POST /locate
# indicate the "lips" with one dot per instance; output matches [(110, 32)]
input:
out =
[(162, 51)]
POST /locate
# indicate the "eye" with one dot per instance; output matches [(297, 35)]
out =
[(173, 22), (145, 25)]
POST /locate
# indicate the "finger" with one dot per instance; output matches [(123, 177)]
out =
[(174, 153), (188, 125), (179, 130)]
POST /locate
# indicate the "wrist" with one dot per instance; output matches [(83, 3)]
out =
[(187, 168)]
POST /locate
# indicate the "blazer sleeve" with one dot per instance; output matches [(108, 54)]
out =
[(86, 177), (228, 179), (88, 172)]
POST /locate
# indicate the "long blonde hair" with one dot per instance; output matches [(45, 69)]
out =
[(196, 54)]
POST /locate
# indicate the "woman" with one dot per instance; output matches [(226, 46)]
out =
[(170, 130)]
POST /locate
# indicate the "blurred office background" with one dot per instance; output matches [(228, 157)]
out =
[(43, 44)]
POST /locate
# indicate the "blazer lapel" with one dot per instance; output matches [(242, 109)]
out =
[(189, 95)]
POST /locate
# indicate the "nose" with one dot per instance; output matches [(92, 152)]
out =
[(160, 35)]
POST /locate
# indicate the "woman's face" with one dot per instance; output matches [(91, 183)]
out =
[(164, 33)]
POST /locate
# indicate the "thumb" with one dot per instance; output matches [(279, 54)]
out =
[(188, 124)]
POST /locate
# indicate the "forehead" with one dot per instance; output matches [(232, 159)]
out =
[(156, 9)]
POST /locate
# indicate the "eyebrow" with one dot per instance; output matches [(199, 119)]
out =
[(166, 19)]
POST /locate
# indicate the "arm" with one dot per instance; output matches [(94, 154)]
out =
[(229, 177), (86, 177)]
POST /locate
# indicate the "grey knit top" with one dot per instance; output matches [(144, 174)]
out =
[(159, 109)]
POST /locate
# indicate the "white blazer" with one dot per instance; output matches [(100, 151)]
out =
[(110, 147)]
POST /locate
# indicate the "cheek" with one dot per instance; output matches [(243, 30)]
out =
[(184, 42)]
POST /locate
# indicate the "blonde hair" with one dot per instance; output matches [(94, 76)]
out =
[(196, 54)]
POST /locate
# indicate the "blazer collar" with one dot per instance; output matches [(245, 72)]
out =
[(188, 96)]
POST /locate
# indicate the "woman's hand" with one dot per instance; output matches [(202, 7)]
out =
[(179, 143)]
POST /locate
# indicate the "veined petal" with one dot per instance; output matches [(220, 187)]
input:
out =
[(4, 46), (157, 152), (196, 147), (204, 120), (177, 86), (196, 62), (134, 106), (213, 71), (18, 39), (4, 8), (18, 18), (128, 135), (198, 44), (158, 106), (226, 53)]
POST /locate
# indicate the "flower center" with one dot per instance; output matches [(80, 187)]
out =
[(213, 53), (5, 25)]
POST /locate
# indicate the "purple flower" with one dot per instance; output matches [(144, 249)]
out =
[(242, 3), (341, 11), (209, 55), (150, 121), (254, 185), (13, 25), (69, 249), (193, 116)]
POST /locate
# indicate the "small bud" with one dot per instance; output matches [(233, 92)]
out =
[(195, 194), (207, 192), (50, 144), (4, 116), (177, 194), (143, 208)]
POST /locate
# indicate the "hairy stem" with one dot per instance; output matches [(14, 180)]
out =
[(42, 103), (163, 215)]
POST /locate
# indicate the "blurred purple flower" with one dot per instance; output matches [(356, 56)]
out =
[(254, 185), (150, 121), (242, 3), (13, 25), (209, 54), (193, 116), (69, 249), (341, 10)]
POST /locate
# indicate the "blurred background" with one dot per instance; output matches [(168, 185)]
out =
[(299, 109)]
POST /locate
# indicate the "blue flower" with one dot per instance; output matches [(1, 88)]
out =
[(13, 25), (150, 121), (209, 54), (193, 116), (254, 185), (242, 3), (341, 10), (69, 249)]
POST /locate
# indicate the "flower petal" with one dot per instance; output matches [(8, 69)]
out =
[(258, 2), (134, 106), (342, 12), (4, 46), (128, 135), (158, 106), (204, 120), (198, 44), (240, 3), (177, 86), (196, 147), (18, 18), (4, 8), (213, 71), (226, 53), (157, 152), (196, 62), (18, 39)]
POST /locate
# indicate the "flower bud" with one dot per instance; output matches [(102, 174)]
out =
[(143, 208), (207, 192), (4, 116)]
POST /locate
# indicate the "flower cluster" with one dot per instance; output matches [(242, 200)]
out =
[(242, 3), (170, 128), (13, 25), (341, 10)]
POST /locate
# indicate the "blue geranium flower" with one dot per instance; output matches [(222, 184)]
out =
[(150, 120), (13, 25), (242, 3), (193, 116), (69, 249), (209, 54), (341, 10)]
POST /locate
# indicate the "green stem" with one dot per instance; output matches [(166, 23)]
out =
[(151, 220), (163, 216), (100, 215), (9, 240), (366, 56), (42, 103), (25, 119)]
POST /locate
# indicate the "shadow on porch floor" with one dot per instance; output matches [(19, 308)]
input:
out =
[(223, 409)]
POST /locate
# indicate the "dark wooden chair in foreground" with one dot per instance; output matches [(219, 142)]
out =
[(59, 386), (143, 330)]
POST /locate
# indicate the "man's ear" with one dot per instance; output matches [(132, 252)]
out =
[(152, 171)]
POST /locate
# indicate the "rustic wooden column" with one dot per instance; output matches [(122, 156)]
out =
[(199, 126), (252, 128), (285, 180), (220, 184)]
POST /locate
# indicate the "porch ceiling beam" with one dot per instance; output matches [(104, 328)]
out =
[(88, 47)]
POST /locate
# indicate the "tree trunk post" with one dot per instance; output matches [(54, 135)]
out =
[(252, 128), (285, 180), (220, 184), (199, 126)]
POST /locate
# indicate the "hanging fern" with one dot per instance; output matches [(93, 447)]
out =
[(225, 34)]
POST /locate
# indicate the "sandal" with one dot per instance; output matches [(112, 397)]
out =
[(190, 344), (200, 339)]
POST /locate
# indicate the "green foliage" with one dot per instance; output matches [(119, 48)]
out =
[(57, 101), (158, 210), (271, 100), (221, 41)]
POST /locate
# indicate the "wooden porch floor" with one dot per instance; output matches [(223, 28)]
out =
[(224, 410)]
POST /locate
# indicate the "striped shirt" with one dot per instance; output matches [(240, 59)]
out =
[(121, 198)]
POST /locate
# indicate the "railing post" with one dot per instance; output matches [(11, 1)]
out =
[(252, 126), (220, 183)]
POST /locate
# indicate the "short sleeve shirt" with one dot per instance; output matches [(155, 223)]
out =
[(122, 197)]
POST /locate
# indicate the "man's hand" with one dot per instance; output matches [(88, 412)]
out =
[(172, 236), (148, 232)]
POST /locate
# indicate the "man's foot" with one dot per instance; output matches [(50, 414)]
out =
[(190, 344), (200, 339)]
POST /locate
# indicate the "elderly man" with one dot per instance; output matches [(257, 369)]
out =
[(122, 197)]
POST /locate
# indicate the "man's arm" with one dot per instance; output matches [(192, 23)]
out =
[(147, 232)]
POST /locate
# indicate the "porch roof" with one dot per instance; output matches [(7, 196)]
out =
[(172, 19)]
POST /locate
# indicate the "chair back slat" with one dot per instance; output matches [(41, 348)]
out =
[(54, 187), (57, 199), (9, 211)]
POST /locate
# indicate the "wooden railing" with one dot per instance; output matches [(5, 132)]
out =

****************

Exercise objective | Once more, write out all the data exactly.

Expected answer |
POST /locate
# indicate the "lips" with one dot per instance; output matches [(110, 32)]
input:
out =
[(162, 51)]
POST /locate
# indicate the "eye" with one dot per instance; output matches [(297, 35)]
out =
[(173, 22), (145, 25)]
POST /locate
# indicate the "finger" with one dot per instance; output matches [(123, 177)]
out =
[(174, 153), (188, 125), (179, 130)]
POST /locate
# indicate the "wrist" with one dot per instance; output matches [(83, 3)]
out =
[(187, 168)]
POST /locate
# indicate the "blazer sleeve" with one dot per instance; output matches [(108, 54)]
out =
[(86, 177), (228, 179), (88, 172)]
POST /locate
# indicate the "long blonde hair" with one dot per instance; output matches [(45, 69)]
out =
[(196, 54)]
POST /locate
# indicate the "woman" with one dot per instance; output matches [(226, 46)]
out =
[(170, 130)]
POST /locate
# indicate the "blurred office background" with one dot per instance; output matches [(228, 157)]
out =
[(43, 44)]
POST /locate
# indicate the "blazer lapel" with one dot per instance; output matches [(242, 109)]
out =
[(189, 95)]
POST /locate
# indicate the "nose" with one dot per instance; output matches [(92, 152)]
out =
[(160, 35)]
POST /locate
# indicate the "woman's face" with one dot per instance; output matches [(91, 183)]
out =
[(164, 33)]
POST /locate
# indicate the "thumb" with one dot per instance; output matches [(279, 54)]
out =
[(188, 124)]
POST /locate
# indicate the "forehead" with one dot per instance; output matches [(232, 159)]
out =
[(156, 9)]
POST /locate
# indicate the "eyebrow" with one dot per instance; output matches [(199, 119)]
out =
[(166, 19)]
POST /locate
# indicate the "arm" with one dot per instance; output matches [(94, 154)]
out =
[(229, 177), (86, 177)]
POST /locate
# indicate the "grey knit top" with one dot per instance; output matches [(144, 174)]
out =
[(159, 109)]
POST /locate
# indicate the "white blazer" with one dot per instance; output matches [(100, 151)]
out =
[(110, 147)]
POST /locate
# indicate the "cheek" with one dot per instance; output matches [(243, 30)]
out =
[(184, 42)]
POST /locate
# indicate the "blonde hair" with one dot per instance; output matches [(94, 76)]
out =
[(196, 54)]
POST /locate
# indicate the "blazer collar" with one dot per instance; output matches [(245, 72)]
out =
[(188, 96)]
POST /locate
# indicate the "woman's hand" with one dot per instance; output matches [(202, 7)]
out =
[(179, 143)]
POST /locate
# indicate the "veined petal" with one dot per instance; output matches [(220, 187)]
input:
out =
[(4, 46), (157, 152), (196, 147), (204, 120), (177, 86), (196, 62), (134, 106), (213, 71), (18, 39), (4, 8), (18, 18), (128, 135), (198, 44), (158, 106), (226, 53)]
POST /locate
# indicate the "flower center" with one dot per instance; output matches [(80, 187)]
out =
[(213, 53), (5, 25)]
POST /locate
# indicate the "purple flower" with one dot per instance; output matches [(144, 249)]
out =
[(242, 3), (341, 11), (209, 55), (150, 121), (254, 185), (13, 25), (69, 249), (193, 116)]
POST /locate
# indicate the "small bud" with one dot per instance; output matches [(233, 92)]
out =
[(195, 194), (207, 192), (50, 144), (4, 116), (177, 194), (143, 208)]
POST /locate
# indicate the "hairy stem" with one dot per instance; output matches [(14, 180)]
out =
[(42, 103), (163, 215)]
POST /locate
# indicate the "blurred purple flower" with one dot per instance; output matches [(356, 56)]
out =
[(254, 185), (150, 121), (242, 3), (13, 25), (209, 54), (193, 116), (69, 249), (341, 10)]
POST /locate
# indicate the "blurred background" with one dot per instance; output matches [(168, 185)]
out =
[(299, 109)]
POST /locate
# indicate the "blue flower" with one dot per instance; output matches [(1, 88)]
out =
[(13, 25), (150, 121), (209, 54), (193, 116), (254, 185), (242, 3), (341, 10), (69, 249)]
POST /locate
# indicate the "flower petal" with one dot per instance; output matches [(8, 69)]
out =
[(258, 2), (134, 106), (342, 12), (4, 46), (128, 135), (158, 106), (204, 120), (198, 44), (240, 3), (177, 86), (196, 147), (18, 18), (4, 8), (213, 71), (226, 53), (157, 152), (196, 62), (18, 39)]
POST /locate
# indicate the "flower bud" with one dot per instance; output matches [(102, 174)]
out =
[(143, 208), (207, 192), (4, 116)]
POST /locate
# indicate the "flower cluster" with one dot per instance; output matches [(242, 200)]
out =
[(242, 3), (170, 128), (13, 25), (341, 10)]
POST /locate
# indicate the "blue geranium flower" with one dot per instance; output matches [(222, 184)]
out =
[(150, 120), (13, 25), (242, 3), (193, 116), (69, 249), (209, 54), (341, 10)]
POST /locate
# indicate the "green stem" with one dot per instance; output matches [(166, 23)]
out =
[(151, 220), (163, 216), (100, 215), (9, 240), (366, 56), (42, 103), (25, 119)]
POST /locate
# indicate the "shadow on porch floor" with one dot per instance; output matches [(19, 308)]
input:
out =
[(223, 409)]
POST /locate
# indicate the "dark wooden chair in foreground" with one dot per instance; output matches [(219, 142)]
out =
[(59, 386), (143, 330)]
POST /locate
# indicate the "man's ear" with one dot per instance; output matches [(132, 252)]
out =
[(152, 171)]
POST /locate
# indicate the "rustic wooden column" with one dot per instance; output matches [(122, 156)]
out =
[(199, 126), (252, 128), (285, 180), (220, 184)]
POST /locate
# indicate the "porch ceiling beam" with one dot per instance; output matches [(104, 328)]
out =
[(88, 47)]
POST /locate
# indicate the "tree trunk post" with one dot per instance; output matches [(54, 135)]
out =
[(252, 128), (285, 180), (220, 184), (199, 126)]
POST /locate
# indicate the "hanging fern" with one dot per instance; output matches [(93, 447)]
out =
[(225, 34)]
POST /locate
# indicate the "sandal" with one dot per instance; output matches [(112, 397)]
out =
[(190, 344), (200, 339)]
POST /locate
# indicate the "green foliage" with one dot per instance; output matches [(119, 48)]
out =
[(57, 101), (158, 210), (271, 100), (221, 41)]
POST /locate
# indicate the "wooden porch floor" with one dot per instance; output matches [(223, 28)]
out =
[(224, 410)]
POST /locate
# indicate the "striped shirt" with one dot per instance; output matches [(240, 59)]
out =
[(121, 198)]
POST /locate
# indicate the "railing post" with one dot per instance; output matches [(11, 1)]
out =
[(252, 126), (220, 183)]
POST /locate
# indicate the "short sleeve shirt" with one dot per instance; output matches [(155, 223)]
out =
[(122, 197)]
POST /locate
# indicate the "man's hand" with one dot per instance; output matches [(88, 412)]
out =
[(172, 236), (148, 232)]
POST /locate
# indicate the "man's foot" with one dot per instance; output matches [(50, 414)]
out =
[(190, 344), (200, 339)]
POST /locate
# indicate the "elderly man" with one dot per instance; output matches [(257, 369)]
out =
[(122, 197)]
POST /locate
# indicate the "man's arm" with one dot per instance; output matches [(192, 23)]
out =
[(147, 232)]
POST /locate
# indicate the "porch roof" with one dot per instance; output matches [(7, 196)]
out =
[(172, 19)]
POST /locate
# indicate the "chair back slat" with one dot per instance; output matches [(41, 348)]
out =
[(54, 187), (57, 199), (9, 211)]
POST /locate
# indicate the "wooden railing" with one dot per instance; output matches [(5, 132)]
out =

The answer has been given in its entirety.